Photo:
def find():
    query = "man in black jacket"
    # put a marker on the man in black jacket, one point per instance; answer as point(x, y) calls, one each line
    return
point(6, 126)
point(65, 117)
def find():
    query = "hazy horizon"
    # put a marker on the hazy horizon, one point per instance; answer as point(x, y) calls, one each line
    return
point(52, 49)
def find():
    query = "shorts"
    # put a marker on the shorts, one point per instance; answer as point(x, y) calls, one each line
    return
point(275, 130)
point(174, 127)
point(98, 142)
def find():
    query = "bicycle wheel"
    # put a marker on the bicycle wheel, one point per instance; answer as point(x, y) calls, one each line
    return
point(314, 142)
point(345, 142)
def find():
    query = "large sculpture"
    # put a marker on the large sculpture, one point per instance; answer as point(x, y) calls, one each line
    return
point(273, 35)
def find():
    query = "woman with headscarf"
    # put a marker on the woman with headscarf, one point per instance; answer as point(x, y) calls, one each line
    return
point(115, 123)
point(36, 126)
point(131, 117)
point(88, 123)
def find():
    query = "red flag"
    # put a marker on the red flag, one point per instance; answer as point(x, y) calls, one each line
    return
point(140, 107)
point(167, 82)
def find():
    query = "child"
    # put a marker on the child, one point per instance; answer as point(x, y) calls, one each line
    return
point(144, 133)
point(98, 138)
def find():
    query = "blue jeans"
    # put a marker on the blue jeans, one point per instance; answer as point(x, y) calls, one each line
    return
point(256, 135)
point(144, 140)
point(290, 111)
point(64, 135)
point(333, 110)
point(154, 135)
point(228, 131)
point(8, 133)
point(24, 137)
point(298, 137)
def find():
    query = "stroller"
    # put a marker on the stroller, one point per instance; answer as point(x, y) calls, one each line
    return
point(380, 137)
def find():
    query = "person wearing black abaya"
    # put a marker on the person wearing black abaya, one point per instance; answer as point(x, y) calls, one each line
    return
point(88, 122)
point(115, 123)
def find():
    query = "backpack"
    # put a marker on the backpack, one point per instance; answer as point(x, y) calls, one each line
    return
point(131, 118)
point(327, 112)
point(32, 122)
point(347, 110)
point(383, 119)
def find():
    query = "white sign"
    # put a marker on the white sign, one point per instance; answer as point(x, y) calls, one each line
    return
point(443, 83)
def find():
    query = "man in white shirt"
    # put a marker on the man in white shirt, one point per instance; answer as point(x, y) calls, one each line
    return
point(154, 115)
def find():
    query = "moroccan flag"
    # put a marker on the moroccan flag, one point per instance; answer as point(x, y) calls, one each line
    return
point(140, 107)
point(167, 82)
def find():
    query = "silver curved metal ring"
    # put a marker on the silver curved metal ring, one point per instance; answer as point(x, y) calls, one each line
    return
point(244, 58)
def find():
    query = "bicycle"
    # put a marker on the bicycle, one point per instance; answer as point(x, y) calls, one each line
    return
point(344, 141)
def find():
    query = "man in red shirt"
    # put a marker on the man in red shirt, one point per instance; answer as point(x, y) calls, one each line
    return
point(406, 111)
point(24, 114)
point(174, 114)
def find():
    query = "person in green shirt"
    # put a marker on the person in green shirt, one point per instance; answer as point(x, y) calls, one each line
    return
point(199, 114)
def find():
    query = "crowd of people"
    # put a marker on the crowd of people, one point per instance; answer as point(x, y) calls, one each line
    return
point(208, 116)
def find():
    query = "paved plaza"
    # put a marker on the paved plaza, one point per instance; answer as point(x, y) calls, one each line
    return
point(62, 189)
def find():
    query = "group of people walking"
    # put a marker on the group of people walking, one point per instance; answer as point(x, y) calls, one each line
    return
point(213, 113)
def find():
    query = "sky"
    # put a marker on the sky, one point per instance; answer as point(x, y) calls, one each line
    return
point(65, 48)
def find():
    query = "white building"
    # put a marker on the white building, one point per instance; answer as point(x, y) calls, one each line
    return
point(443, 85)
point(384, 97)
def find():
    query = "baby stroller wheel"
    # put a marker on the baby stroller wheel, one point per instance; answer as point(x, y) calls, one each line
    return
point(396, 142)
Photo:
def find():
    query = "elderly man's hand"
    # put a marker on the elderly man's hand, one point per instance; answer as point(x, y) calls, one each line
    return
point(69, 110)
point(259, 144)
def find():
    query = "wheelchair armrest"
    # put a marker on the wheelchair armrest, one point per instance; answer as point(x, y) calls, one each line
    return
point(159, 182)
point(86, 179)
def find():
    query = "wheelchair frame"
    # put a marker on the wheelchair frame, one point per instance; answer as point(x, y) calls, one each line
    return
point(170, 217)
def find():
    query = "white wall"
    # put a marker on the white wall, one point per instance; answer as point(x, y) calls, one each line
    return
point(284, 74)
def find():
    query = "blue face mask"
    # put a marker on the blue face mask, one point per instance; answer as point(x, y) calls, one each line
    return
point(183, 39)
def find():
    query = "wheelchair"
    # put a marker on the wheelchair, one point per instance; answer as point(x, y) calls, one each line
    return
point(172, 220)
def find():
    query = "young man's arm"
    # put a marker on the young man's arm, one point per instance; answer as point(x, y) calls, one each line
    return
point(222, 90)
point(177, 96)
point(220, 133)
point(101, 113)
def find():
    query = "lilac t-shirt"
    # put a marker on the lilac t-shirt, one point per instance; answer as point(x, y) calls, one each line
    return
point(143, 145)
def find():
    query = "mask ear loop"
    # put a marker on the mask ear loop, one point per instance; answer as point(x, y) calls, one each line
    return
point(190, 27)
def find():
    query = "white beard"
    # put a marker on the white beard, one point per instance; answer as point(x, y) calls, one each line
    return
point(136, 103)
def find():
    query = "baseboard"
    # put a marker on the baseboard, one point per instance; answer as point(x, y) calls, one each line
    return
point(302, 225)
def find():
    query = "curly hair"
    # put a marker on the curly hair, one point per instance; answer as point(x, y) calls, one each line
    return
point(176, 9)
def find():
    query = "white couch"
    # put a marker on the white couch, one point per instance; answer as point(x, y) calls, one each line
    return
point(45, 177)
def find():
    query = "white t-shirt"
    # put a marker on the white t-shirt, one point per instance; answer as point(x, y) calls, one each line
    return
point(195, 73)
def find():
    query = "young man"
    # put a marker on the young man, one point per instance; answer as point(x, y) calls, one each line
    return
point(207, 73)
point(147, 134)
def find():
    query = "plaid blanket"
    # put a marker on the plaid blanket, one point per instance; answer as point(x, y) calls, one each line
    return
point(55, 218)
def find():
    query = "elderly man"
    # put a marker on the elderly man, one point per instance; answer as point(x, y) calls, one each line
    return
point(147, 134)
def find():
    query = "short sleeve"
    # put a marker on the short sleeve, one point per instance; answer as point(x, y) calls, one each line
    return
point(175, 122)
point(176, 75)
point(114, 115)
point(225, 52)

^^^^

Format every line of the listing above as a numbered list, leaving out any blank lines.

1. Photo:
2. def find():
3.     query = "man in black jacket"
4.     # put a marker on the man in black jacket, one point per instance; answer as point(x, y) calls, one each line
5.     return
6. point(6, 126)
7. point(65, 117)
8. def find():
9.     query = "hazy horizon"
10.     # put a marker on the hazy horizon, one point per instance; answer as point(x, y) calls, one each line
11.     return
12. point(52, 49)
13. def find():
14.     query = "shorts"
15.     # put a marker on the shorts, one point per instance; answer as point(x, y) calls, one each line
16.     return
17. point(275, 130)
18. point(174, 127)
19. point(98, 142)
20. def find():
21.     query = "bicycle wheel"
22.     # put a marker on the bicycle wheel, one point per instance; answer as point(x, y) calls, one each line
23.     return
24. point(314, 142)
25. point(345, 142)
26. def find():
27.     query = "large sculpture"
28.     # put a marker on the large sculpture, one point per instance; answer as point(x, y) calls, one each line
29.     return
30. point(273, 35)
31. def find():
32.     query = "woman with headscarf"
33.     # put a marker on the woman with headscarf, one point per instance; answer as point(x, y) calls, one each line
34.     return
35. point(115, 123)
36. point(36, 126)
37. point(131, 117)
38. point(88, 123)
39. def find():
40.     query = "red flag"
41.     # put a marker on the red flag, one point per instance; answer as point(x, y) calls, one each line
42.     return
43. point(140, 107)
44. point(167, 82)
45. def find():
46.     query = "child"
47.     # put a marker on the child, one point per instance; answer as point(x, y) calls, one each line
48.     return
49. point(144, 133)
50. point(98, 138)
51. def find():
52.     query = "blue jeans"
53.     # put a marker on the blue jeans, one point per instance; answer as point(x, y) calls, one each line
54.     return
55. point(256, 135)
56. point(144, 140)
57. point(290, 111)
58. point(64, 135)
59. point(333, 110)
60. point(154, 135)
61. point(228, 131)
62. point(8, 133)
63. point(24, 137)
64. point(298, 137)
65. def find():
66.     query = "stroller"
67.     # put a marker on the stroller, one point per instance; answer as point(x, y) calls, one each line
68.     return
69. point(380, 137)
70. def find():
71.     query = "person wearing black abaya"
72.     # put a marker on the person wearing black abaya, one point per instance; answer as point(x, y) calls, one each line
73.     return
74. point(88, 122)
75. point(115, 123)
76. def find():
77.     query = "backpack"
78.     # put a marker on the backpack, one point per instance; answer as point(x, y) calls, one each line
79.     return
80. point(131, 118)
81. point(327, 112)
82. point(32, 122)
83. point(347, 110)
84. point(383, 119)
85. def find():
86.     query = "white sign"
87.     # put a marker on the white sign, one point per instance; answer as point(x, y) calls, one each line
88.     return
89. point(443, 83)
90. def find():
91.     query = "man in white shirt"
92.     # put a marker on the man in white shirt, one point per instance; answer as point(x, y) calls, one each line
93.     return
94. point(154, 115)
95. def find():
96.     query = "moroccan flag"
97.     # put a marker on the moroccan flag, one point per instance; answer as point(x, y) calls, one each line
98.     return
99. point(140, 107)
100. point(167, 82)
101. def find():
102.     query = "silver curved metal ring"
103.     # put a marker on the silver curved metal ring, one point per instance; answer as point(x, y) calls, one each line
104.     return
105. point(244, 58)
106. def find():
107.     query = "bicycle"
108.     # put a marker on the bicycle, one point per instance; answer as point(x, y) calls, one each line
109.     return
110. point(344, 141)
111. def find():
112.     query = "man in red shirt"
113.     # put a marker on the man in red shirt, one point per instance; answer as point(x, y) calls, one each line
114.     return
115. point(406, 111)
116. point(24, 114)
117. point(174, 114)
118. def find():
119.     query = "person in green shirt"
120.     # put a marker on the person in green shirt, one point per instance; answer as point(x, y) calls, one each line
121.     return
122. point(199, 114)
123. def find():
124.     query = "crowd of people"
125.     # put a marker on the crowd of people, one point per instance; answer as point(x, y) calls, one each line
126.     return
127. point(208, 116)
128. def find():
129.     query = "paved plaza"
130.     # put a marker on the paved plaza, one point per instance; answer as point(x, y) calls, one each line
131.     return
132. point(62, 189)
133. def find():
134.     query = "group of people walking"
135.     # put a marker on the group of people walking, one point per instance; answer as point(x, y) calls, one each line
136.     return
137. point(213, 113)
138. def find():
139.     query = "sky"
140.     # put a marker on the sky, one point per instance; answer as point(x, y) calls, one each line
141.     return
142. point(65, 48)
143. def find():
144.     query = "white building"
145.     # put a marker on the white building, one point per instance; answer as point(x, y) calls, one each line
146.     return
147. point(443, 85)
148. point(384, 97)
149. def find():
150.     query = "baby stroller wheel"
151.     # put a marker on the baby stroller wheel, one point per instance; answer as point(x, y) calls, one each line
152.     return
153. point(396, 142)
154. Photo:
155. def find():
156.     query = "elderly man's hand"
157.     # put a marker on the elderly man's hand, one point per instance; answer as point(x, y) calls, one each line
158.     return
159. point(69, 110)
160. point(259, 144)
161. def find():
162.     query = "wheelchair armrest"
163.     # put a marker on the wheelchair armrest, one point per instance; answer as point(x, y) calls, one each line
164.     return
165. point(159, 182)
166. point(86, 179)
167. def find():
168.     query = "wheelchair frame"
169.     # put a marker on the wheelchair frame, one point per instance; answer as point(x, y) calls, one each line
170.     return
171. point(170, 217)
172. def find():
173.     query = "white wall"
174.     # put a marker on the white wall, one point per instance; answer as point(x, y) calls, one each line
175.     return
176. point(284, 74)
177. def find():
178.     query = "blue face mask"
179.     # put a marker on the blue face mask, one point per instance; answer as point(x, y) calls, one each line
180.     return
181. point(183, 39)
182. def find():
183.     query = "wheelchair"
184.     # put a marker on the wheelchair, one point per instance; answer as point(x, y) calls, one each line
185.     return
186. point(172, 220)
187. def find():
188.     query = "young man's arm"
189.     # put a marker on the young man's arm, one point per instance; answer as point(x, y) calls, one each line
190.     return
191. point(222, 90)
192. point(177, 96)
193. point(220, 133)
194. point(101, 113)
195. def find():
196.     query = "lilac t-shirt"
197.     # put a marker on the lilac t-shirt, one point per instance; answer as point(x, y) calls, one each line
198.     return
199. point(143, 145)
200. def find():
201.     query = "mask ear loop"
202.     # put a marker on the mask ear loop, one point per instance; answer as point(x, y) calls, one each line
203.     return
204. point(190, 27)
205. def find():
206.     query = "white beard"
207.     # put a marker on the white beard, one point per instance; answer as point(x, y) calls, one each line
208.     return
209. point(136, 103)
210. def find():
211.     query = "baseboard"
212.     # put a marker on the baseboard, one point per instance; answer as point(x, y) calls, one each line
213.     return
214. point(302, 225)
215. def find():
216.     query = "curly hair"
217.     # put a marker on the curly hair, one point per instance; answer as point(x, y) calls, one each line
218.     return
219. point(176, 9)
220. def find():
221.     query = "white couch"
222.     # put a marker on the white couch, one point per instance; answer as point(x, y) calls, one each line
223.     return
224. point(45, 177)
225. def find():
226.     query = "white t-shirt"
227.     # put a marker on the white t-shirt, one point per instance; answer as point(x, y) calls, one each line
228.     return
229. point(195, 73)
230. def find():
231.     query = "young man"
232.     # put a marker on the young man, one point per instance; answer as point(x, y) calls, one each line
233.     return
234. point(207, 73)
235. point(147, 134)
236. def find():
237.     query = "plaid blanket"
238.     # put a marker on the plaid blanket, one point per instance; answer as point(x, y) calls, one each line
239.     return
240. point(55, 218)
241. def find():
242.     query = "elderly man"
243.     # put a marker on the elderly man, one point per instance; answer as point(x, y) calls, one each line
244.     return
245. point(147, 134)
246. def find():
247.     query = "short sleeve"
248.     # put a marker on the short sleeve, one point per instance; answer as point(x, y) calls, one each line
249.     return
250. point(175, 122)
251. point(176, 75)
252. point(114, 115)
253. point(225, 52)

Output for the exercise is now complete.